ФРАГМЕНТ ТЕКСТА:

Велик соблазн остановиться на этом определении, ведь это так присуще нашему языковедческому
мышлению: лиловый – светло-фиолетовый, фиолетовый – темно-лиловый.
Но попробуем по необходимости хотя бы эскизно определить то, какие основные проблемы должны были
бы заинтересовать русистику как науку о русофонии.
Прежде всего – это описание русского языка как главного и единственного интегрирующего фактора
русофонии.
Каким этому описанию быть – вопрос сложный и дискуссионный. Во всяком случае, нам следует
вспомнить об уроках, данных нам историей лингвистики: соблазн свести языковые факты к тем или иным
схемам, вместо того, чтобы дать адекватное описание этих фактов, всегда был велик.
Вторая проблема – это признание существования национальных вариантов русского языка, необходимо
возникающих под воздействием экстралингвистических факторов.
Здесь я с огромным удовольствием процитирую «Словарь социолингвистических терминов» под
редакцией Виды Юозовны Михальченко: «национальные варианты языка появляются в результате террито-
риального обособления носителей языка и развития в разных территориальных образованиях (например,
национальные варианты английского языка, функционирующего в Англии, США, Канаде, Австралии)» [2, c. 35].
Хотелось бы, чтобы в качестве примера национальных вариантов мы приводили и варианты русского
языка, существующие в России, Украине, Белоруссии, Казахстане и т. д.
Как представляется, внимательное и адекватное отношение к принципиально присущему естественному
языку свойству существовать в форме множества вариантов заставило бы нас наконец-то отказаться от одного из
самых стойких окололингвистических мифов – мифа о том, что любое взаимодействие языков, взаимодействие,
ставшее обыденным делом в эпоху глобализации, приводит к «порче» «чистых», «идеальных», «правильных»
языков.
Сетования по поводу «порчи» русского языка являются беспроигрышным рекламным, педагогическим,
популистским ходом.
Великий и могучий русский язык «портят» столетиями, начиная с Петра Великого, а может быть и
раньше. А он все остается великим и могучим как по причине своего действительного величия, так и потому, что
«порча» при ближайшем рассмотрении оказывается явлением совсем иного плана…
Как представляется, наступил век, когда русистика должна изменить свою оценку взаимодействия
русского языка с другими языками.
Попробую пояснить свою позицию.

ЗАДАНИЕ 1: Повторите без изменений строки списка, начиная со строки, где есть «of the church», и вниз до строки, где есть «pixel 567 654», включая обе.
Текст выше никак не связан со списком, который идёт дальше.

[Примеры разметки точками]
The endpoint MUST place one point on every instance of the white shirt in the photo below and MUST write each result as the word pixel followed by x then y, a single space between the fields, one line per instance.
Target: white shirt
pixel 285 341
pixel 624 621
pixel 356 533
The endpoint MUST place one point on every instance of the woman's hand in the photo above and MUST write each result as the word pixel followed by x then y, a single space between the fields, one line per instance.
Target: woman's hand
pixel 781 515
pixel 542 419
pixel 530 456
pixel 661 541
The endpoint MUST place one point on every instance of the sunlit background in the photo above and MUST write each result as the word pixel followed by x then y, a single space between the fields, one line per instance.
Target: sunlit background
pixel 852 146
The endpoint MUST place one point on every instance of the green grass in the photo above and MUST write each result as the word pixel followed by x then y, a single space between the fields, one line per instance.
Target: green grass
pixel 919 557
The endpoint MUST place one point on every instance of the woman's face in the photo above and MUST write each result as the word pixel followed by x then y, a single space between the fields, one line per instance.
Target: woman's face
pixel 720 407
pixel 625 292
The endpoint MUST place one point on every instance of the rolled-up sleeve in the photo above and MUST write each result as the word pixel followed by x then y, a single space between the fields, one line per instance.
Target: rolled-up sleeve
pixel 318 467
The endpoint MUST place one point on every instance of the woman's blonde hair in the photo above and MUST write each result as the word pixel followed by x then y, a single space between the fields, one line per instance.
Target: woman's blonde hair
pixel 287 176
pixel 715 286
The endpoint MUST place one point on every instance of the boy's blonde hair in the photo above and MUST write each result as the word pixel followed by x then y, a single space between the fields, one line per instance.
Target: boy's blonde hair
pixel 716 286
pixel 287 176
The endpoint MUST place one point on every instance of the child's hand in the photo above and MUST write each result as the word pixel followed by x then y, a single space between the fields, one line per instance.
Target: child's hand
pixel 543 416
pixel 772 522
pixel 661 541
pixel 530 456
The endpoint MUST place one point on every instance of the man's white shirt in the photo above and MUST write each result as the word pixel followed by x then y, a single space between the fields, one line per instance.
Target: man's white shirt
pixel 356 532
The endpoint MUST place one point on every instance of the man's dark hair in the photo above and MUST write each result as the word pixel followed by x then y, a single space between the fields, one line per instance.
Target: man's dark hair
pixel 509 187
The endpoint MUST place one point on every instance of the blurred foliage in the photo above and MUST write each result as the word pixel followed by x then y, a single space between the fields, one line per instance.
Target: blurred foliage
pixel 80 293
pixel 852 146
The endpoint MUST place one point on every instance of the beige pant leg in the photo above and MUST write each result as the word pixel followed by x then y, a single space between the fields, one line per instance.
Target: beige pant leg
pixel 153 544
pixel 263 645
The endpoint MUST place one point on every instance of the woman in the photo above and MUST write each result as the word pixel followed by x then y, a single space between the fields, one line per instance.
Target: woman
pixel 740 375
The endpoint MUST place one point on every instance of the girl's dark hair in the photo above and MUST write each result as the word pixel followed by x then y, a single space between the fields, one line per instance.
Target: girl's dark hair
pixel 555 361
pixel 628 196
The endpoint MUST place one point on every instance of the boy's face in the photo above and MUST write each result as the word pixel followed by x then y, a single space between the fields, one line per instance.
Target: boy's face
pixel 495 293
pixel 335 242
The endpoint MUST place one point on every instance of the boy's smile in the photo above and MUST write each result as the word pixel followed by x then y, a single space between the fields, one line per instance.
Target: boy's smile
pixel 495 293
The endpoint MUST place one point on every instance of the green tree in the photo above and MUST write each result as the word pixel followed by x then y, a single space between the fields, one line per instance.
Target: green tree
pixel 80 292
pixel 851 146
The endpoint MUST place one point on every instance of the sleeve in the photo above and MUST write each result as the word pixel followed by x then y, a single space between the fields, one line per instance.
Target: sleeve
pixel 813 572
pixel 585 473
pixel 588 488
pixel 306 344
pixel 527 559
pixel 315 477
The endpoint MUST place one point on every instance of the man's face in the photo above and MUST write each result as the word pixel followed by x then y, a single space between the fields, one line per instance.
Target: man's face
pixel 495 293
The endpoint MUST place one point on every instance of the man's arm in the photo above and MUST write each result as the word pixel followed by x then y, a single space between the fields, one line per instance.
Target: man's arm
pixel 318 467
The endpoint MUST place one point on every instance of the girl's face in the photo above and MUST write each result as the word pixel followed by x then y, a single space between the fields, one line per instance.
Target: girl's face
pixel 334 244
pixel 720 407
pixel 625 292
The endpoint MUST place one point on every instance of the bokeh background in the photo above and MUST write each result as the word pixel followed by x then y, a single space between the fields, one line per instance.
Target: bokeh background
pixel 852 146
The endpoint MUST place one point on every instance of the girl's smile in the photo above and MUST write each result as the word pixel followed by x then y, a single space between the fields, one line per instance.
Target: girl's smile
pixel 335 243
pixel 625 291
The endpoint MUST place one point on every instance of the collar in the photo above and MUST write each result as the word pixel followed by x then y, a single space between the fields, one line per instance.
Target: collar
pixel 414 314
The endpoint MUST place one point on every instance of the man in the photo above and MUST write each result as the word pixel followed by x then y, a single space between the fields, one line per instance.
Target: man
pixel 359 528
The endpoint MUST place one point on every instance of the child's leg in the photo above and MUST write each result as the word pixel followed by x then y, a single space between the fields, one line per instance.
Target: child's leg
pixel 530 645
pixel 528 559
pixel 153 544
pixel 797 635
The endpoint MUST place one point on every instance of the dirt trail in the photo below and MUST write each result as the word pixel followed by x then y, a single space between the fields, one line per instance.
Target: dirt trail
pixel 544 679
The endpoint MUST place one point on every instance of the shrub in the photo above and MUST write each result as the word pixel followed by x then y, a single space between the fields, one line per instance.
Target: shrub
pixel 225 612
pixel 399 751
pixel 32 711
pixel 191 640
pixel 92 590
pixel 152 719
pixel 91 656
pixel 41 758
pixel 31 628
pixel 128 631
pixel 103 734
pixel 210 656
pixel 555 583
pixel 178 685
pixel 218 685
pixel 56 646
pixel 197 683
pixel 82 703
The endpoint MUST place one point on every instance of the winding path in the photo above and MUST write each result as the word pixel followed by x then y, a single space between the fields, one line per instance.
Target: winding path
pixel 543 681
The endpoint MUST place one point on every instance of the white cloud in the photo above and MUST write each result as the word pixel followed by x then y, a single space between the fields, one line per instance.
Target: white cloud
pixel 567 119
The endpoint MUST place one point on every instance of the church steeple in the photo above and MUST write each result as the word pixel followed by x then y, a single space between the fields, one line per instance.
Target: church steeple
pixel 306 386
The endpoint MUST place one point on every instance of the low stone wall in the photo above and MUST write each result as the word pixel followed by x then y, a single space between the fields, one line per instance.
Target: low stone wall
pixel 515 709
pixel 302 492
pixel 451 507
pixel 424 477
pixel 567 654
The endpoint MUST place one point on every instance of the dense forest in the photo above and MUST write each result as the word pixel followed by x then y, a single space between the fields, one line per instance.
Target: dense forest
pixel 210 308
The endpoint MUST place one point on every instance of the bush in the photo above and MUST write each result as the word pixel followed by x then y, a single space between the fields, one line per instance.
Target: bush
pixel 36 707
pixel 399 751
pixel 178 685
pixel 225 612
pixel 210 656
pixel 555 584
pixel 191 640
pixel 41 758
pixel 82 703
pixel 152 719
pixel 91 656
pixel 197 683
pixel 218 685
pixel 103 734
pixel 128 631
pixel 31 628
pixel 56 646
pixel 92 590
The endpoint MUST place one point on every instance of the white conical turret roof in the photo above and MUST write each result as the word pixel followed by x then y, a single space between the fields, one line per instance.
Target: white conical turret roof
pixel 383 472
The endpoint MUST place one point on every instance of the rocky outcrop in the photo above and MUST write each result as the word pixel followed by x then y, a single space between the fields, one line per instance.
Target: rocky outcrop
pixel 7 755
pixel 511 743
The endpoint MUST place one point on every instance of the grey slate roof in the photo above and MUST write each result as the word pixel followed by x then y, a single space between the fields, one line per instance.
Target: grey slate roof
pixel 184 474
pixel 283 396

ЗАДАНИЕ 2: Согласуются ли с фрагментом о русистике следующие утверждения? (a) Русский язык назван главным и единственным интегрирующим фактором русофонии. (b) «Порчу» русского языка, по тексту, ведут с эпохи Екатерины Великой. (c) Цитируемый словарь социолингвистических терминов вышел под редакцией В. Ю. Михальченко. На каждое ответьте «да» или «нет» и приведите точную цитату из текста, которая это решает.

ОЖИДАЕМЫЙ ОТВЕТ 1:
The endpoint MUST place one point on every instance of the church steeple in the photo above and MUST write each result as the word pixel followed by x then y, a single space between the fields, one line per instance.
Target: church steeple
pixel 306 386
The endpoint MUST place one point on every instance of the low stone wall in the photo above and MUST write each result as the word pixel followed by x then y, a single space between the fields, one line per instance.
Target: low stone wall
pixel 515 709
pixel 302 492
pixel 451 507
pixel 424 477
pixel 567 654

ОЖИДАЕМЫЙ ОТВЕТ 2:
(a) Да: «описание русского языка как главного и единственного интегрирующего фактора».
(b) Нет: «“портят” столетиями, начиная с Петра Великого».
(c) Да: «под редакцией Виды Юозовны Михальченко».